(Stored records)
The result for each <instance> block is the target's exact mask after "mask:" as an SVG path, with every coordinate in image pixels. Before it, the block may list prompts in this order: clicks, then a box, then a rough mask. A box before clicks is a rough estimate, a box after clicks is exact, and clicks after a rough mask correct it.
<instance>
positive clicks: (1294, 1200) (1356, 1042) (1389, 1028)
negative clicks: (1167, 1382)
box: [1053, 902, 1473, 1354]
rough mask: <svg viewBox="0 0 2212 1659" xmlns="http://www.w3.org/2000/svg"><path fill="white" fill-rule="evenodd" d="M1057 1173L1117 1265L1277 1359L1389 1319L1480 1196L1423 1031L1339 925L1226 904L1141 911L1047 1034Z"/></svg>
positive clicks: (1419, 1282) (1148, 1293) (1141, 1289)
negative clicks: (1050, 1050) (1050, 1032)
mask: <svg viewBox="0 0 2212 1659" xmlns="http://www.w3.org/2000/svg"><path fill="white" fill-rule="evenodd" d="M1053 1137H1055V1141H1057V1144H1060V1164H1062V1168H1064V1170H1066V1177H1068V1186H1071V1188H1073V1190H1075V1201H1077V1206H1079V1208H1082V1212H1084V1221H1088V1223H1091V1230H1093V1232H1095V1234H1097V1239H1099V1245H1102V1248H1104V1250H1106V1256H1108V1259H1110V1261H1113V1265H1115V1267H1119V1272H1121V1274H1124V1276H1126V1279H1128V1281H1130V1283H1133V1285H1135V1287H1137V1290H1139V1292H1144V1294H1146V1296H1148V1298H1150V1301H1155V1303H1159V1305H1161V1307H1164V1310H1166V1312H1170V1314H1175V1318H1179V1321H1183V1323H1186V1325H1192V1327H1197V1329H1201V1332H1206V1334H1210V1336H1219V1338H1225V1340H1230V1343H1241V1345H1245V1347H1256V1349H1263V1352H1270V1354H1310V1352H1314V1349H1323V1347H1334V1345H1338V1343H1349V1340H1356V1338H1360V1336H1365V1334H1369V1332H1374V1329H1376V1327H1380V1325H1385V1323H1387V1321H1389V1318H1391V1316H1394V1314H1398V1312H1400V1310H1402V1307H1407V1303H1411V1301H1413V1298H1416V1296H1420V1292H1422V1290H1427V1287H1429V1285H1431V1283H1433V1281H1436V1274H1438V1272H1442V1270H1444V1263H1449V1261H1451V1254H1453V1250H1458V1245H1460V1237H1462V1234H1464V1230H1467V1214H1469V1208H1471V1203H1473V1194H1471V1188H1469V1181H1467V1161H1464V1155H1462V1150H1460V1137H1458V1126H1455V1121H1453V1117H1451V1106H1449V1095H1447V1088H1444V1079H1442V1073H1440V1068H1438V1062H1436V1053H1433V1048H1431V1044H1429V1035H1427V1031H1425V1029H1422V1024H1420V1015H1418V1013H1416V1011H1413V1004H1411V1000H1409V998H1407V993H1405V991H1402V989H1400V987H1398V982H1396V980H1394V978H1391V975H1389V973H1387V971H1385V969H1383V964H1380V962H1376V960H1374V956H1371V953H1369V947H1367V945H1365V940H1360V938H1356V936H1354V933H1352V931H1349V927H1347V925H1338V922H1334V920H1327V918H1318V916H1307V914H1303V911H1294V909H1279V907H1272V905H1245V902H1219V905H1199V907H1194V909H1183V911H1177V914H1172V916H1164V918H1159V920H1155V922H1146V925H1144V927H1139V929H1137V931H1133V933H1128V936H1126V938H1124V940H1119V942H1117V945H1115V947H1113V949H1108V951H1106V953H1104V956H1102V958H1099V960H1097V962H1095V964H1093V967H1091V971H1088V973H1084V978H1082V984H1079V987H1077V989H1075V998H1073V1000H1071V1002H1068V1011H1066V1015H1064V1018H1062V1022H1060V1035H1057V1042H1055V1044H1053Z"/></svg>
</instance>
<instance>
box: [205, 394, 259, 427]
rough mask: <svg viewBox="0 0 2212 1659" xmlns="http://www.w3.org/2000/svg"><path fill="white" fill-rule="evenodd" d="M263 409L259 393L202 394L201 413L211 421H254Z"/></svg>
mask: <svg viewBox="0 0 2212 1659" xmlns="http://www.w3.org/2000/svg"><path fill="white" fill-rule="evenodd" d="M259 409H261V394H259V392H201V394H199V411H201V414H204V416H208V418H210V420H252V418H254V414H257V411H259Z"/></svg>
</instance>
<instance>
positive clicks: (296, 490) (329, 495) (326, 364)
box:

YOUR OBJECTIVE: Retype each entry exactly, missing none.

RESULT BELOW:
The result for each <instance> block is the target's exact mask after "mask:" as an SVG path, with every coordinate in image pixels. Before it, the block may list prompts in this order: clicks, then a box, then a rough mask. A box before clicks is a rough estimate, a box after clicks is exact, and clicks after a rough mask correct it.
<instance>
positive clicks: (1294, 1200) (1356, 1042) (1389, 1028)
negative clicks: (1167, 1382)
box: [1053, 902, 1473, 1354]
rough mask: <svg viewBox="0 0 2212 1659" xmlns="http://www.w3.org/2000/svg"><path fill="white" fill-rule="evenodd" d="M1057 1173L1117 1265L1277 1359L1389 1319L1480 1196L1423 1031L1339 925L1226 904L1141 911L1047 1034Z"/></svg>
positive clicks: (1419, 1282) (1148, 1293) (1141, 1289)
negative clicks: (1050, 1050) (1050, 1032)
mask: <svg viewBox="0 0 2212 1659" xmlns="http://www.w3.org/2000/svg"><path fill="white" fill-rule="evenodd" d="M1053 1137H1055V1141H1057V1144H1060V1164H1062V1168H1064V1170H1066V1177H1068V1186H1071V1188H1073V1190H1075V1201H1077V1206H1079V1208H1082V1212H1084V1221H1088V1223H1091V1230H1093V1232H1095V1234H1097V1239H1099V1245H1102V1248H1104V1250H1106V1256H1108V1259H1110V1261H1113V1265H1115V1267H1119V1272H1121V1274H1124V1276H1126V1279H1128V1281H1130V1283H1133V1285H1135V1287H1137V1290H1139V1292H1144V1294H1146V1296H1148V1298H1150V1301H1155V1303H1159V1305H1161V1307H1164V1310H1166V1312H1170V1314H1175V1318H1179V1321H1183V1323H1186V1325H1192V1327H1197V1329H1201V1332H1206V1334H1210V1336H1219V1338H1225V1340H1230V1343H1241V1345H1245V1347H1256V1349H1263V1352H1270V1354H1310V1352H1314V1349H1323V1347H1334V1345H1338V1343H1349V1340H1356V1338H1360V1336H1365V1334H1369V1332H1374V1329H1376V1327H1380V1325H1385V1323H1387V1321H1389V1318H1391V1316H1394V1314H1398V1312H1400V1310H1402V1307H1407V1303H1411V1301H1413V1298H1416V1296H1420V1292H1422V1290H1427V1287H1429V1285H1431V1283H1433V1281H1436V1274H1438V1272H1442V1270H1444V1263H1449V1261H1451V1254H1453V1250H1458V1245H1460V1237H1462V1234H1464V1230H1467V1214H1469V1208H1471V1203H1473V1194H1471V1188H1469V1181H1467V1161H1464V1155H1462V1150H1460V1137H1458V1126H1455V1121H1453V1117H1451V1106H1449V1095H1447V1088H1444V1079H1442V1073H1440V1068H1438V1062H1436V1053H1433V1048H1431V1044H1429V1035H1427V1031H1425V1029H1422V1024H1420V1015H1418V1013H1416V1011H1413V1004H1411V1000H1409V998H1407V993H1405V991H1402V989H1400V987H1398V982H1396V980H1394V978H1391V975H1389V973H1387V971H1385V969H1383V964H1380V962H1376V960H1374V956H1371V953H1369V947H1367V945H1365V940H1360V938H1356V936H1354V933H1352V931H1349V927H1347V925H1338V922H1334V920H1327V918H1318V916H1307V914H1303V911H1294V909H1279V907H1272V905H1245V902H1219V905H1199V907H1194V909H1183V911H1177V914H1172V916H1164V918H1159V920H1155V922H1146V925H1144V927H1139V929H1137V931H1133V933H1128V936H1126V938H1124V940H1119V942H1117V945H1115V947H1113V949H1108V951H1106V953H1104V956H1102V958H1099V960H1097V962H1095V964H1093V967H1091V971H1088V973H1084V978H1082V984H1079V987H1077V989H1075V998H1073V1000H1071V1002H1068V1011H1066V1015H1064V1018H1062V1022H1060V1035H1057V1042H1055V1044H1053Z"/></svg>
</instance>
<instance>
box: [205, 394, 259, 427]
rough mask: <svg viewBox="0 0 2212 1659" xmlns="http://www.w3.org/2000/svg"><path fill="white" fill-rule="evenodd" d="M263 409L259 393L202 394L201 413L211 421H254Z"/></svg>
mask: <svg viewBox="0 0 2212 1659" xmlns="http://www.w3.org/2000/svg"><path fill="white" fill-rule="evenodd" d="M259 409H261V394H259V392H201V394H199V411H201V414H204V416H208V418H210V420H252V418H254V414H257V411H259Z"/></svg>
</instance>
<instance>
positive clicks: (296, 490) (329, 495) (326, 364)
box:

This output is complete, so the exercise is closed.